[Segmentation labeling items]
>>>>

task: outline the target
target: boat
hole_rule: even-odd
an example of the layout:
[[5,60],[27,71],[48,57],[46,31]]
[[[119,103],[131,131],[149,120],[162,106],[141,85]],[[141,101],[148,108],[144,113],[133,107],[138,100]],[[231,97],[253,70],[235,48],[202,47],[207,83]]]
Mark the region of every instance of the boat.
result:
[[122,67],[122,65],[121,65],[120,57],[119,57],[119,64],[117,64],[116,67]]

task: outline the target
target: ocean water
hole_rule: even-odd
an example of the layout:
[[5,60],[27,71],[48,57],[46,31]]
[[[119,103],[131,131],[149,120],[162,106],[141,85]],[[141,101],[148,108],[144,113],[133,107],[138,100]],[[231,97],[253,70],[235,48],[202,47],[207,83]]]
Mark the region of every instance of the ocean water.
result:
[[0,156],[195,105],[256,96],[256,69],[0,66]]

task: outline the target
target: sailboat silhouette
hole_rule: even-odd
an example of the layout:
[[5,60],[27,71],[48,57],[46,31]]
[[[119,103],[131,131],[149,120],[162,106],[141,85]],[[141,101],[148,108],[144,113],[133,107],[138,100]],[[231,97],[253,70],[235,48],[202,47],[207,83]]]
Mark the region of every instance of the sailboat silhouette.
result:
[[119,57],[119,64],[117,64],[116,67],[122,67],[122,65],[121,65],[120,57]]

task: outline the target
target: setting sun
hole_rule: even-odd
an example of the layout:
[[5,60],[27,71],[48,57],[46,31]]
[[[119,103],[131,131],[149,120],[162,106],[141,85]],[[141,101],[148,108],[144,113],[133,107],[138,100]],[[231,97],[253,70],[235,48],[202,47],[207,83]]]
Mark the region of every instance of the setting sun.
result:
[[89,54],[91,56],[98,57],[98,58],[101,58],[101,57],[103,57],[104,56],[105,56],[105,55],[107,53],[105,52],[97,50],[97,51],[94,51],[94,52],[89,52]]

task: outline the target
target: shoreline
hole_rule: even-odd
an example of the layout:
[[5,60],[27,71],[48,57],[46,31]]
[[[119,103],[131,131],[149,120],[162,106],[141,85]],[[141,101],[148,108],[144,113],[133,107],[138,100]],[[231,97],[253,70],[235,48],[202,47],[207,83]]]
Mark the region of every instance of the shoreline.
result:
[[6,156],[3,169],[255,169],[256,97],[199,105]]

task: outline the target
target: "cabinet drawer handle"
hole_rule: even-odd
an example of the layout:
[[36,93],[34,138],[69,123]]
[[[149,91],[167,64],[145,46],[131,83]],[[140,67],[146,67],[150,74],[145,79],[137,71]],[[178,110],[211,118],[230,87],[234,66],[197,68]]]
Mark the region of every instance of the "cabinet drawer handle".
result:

<<<<

**Short problem:**
Return every line of the material that contains the word "ocean".

**Complete answer:**
target: ocean water
Mark the region of every instance of the ocean water.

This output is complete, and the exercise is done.